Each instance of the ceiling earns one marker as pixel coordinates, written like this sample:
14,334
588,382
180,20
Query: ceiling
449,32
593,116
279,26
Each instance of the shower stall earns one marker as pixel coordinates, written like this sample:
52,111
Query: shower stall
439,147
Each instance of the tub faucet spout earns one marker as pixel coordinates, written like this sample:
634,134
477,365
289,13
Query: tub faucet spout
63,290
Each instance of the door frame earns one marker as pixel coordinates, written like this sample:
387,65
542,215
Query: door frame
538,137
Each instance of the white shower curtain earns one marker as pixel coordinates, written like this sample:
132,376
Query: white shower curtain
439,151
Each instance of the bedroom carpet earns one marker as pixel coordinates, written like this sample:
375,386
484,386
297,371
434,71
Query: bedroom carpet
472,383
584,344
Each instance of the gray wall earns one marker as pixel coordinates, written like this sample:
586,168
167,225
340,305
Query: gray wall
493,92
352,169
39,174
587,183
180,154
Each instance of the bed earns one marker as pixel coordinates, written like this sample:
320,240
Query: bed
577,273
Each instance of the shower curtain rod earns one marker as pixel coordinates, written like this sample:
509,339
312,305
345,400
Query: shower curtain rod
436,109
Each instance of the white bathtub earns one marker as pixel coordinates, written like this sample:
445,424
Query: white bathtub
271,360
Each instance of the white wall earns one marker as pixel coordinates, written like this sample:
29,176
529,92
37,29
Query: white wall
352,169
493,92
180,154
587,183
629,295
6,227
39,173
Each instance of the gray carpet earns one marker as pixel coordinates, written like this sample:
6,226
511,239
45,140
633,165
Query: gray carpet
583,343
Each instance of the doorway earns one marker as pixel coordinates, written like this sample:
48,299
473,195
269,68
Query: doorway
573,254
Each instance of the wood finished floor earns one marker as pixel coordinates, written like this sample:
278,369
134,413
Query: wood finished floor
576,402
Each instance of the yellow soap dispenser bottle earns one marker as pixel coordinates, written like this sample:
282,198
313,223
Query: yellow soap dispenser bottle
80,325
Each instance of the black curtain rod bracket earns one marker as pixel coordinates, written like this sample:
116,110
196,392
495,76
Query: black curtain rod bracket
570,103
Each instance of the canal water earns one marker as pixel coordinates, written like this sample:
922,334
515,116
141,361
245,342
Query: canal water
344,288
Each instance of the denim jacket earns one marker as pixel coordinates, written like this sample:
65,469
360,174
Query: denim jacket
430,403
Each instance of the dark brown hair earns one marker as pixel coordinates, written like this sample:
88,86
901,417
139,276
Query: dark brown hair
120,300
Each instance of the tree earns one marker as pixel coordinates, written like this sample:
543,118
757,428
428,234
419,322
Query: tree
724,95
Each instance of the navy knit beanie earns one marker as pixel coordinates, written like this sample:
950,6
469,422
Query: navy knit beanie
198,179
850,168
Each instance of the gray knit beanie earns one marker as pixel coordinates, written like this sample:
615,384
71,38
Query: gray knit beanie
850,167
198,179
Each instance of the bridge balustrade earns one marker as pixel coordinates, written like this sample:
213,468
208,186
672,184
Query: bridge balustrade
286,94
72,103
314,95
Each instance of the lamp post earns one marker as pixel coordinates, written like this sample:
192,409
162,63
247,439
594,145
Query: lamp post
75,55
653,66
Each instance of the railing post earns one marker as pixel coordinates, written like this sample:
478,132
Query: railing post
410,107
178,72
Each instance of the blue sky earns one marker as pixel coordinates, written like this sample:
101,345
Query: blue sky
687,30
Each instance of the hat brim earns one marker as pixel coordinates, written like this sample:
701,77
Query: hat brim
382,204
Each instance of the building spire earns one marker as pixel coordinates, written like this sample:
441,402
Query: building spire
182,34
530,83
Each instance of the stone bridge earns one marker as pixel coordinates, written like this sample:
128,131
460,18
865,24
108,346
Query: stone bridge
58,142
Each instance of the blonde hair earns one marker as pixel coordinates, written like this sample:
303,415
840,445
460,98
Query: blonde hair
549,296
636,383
+-------+
**Aim:**
Can you write out the items again, requests included, from the line containing "Each instance of the dark" through the end of the items, shifting every coordinate in the answers by -53 and leaving the requests and their format samples unchanged?

**Worked answer:**
Each instance of the dark brown hair earns one marker as pixel coordinates, written like this sample:
88,86
901,417
139,276
Query: dark brown hair
67,247
Each instance of the tree earns one marker as pixel coordinates, written like this sample:
543,118
757,428
428,234
419,322
Query: tree
671,42
Each instance of the navy knit beanie earns one marker as pixel coordinates, written like this sample:
950,6
469,422
Query: navy knit beanie
145,126
797,115
Each instance of the gray knit beanie earns one marker as pixel coordinates, written like this sample:
615,384
71,38
Query: gray knit beanie
797,114
145,126
Each instance of the bridge balustrade earns one marker as pixel coordinates, written like this sample:
213,468
208,186
672,184
Query: bridge balustrade
233,41
19,50
261,42
Each instance of the lamp post earns one marker as pixel coordinates, written like this sample:
192,409
162,63
247,439
594,145
Query: lamp post
22,2
600,13
Each instance of the railing post earns one marker as pixel coordinates, written like this sample:
478,132
Query: railing post
357,54
125,19
Each instance of the blue sky earns one marker as pixel coordinates, written like this sample:
101,345
Query: blue sky
634,-23
Each instance of the hat brim earns one marker as pixel coordinates, written like this sample:
701,77
Query: hat brim
329,151
Each instance of the building spire earns one marker as pixel coordinates, written like this sample:
441,402
Query: building spire
129,-19
477,30
Each instance of the stone bridge earns one marker as pixel coordinates, written like this sample:
128,131
460,18
865,24
108,346
Query: stone bridge
5,89
Each instance of the blonde hair earns one marker as pixel coordinates, written like this sample:
303,415
840,445
460,98
Query: blonde hair
496,243
583,330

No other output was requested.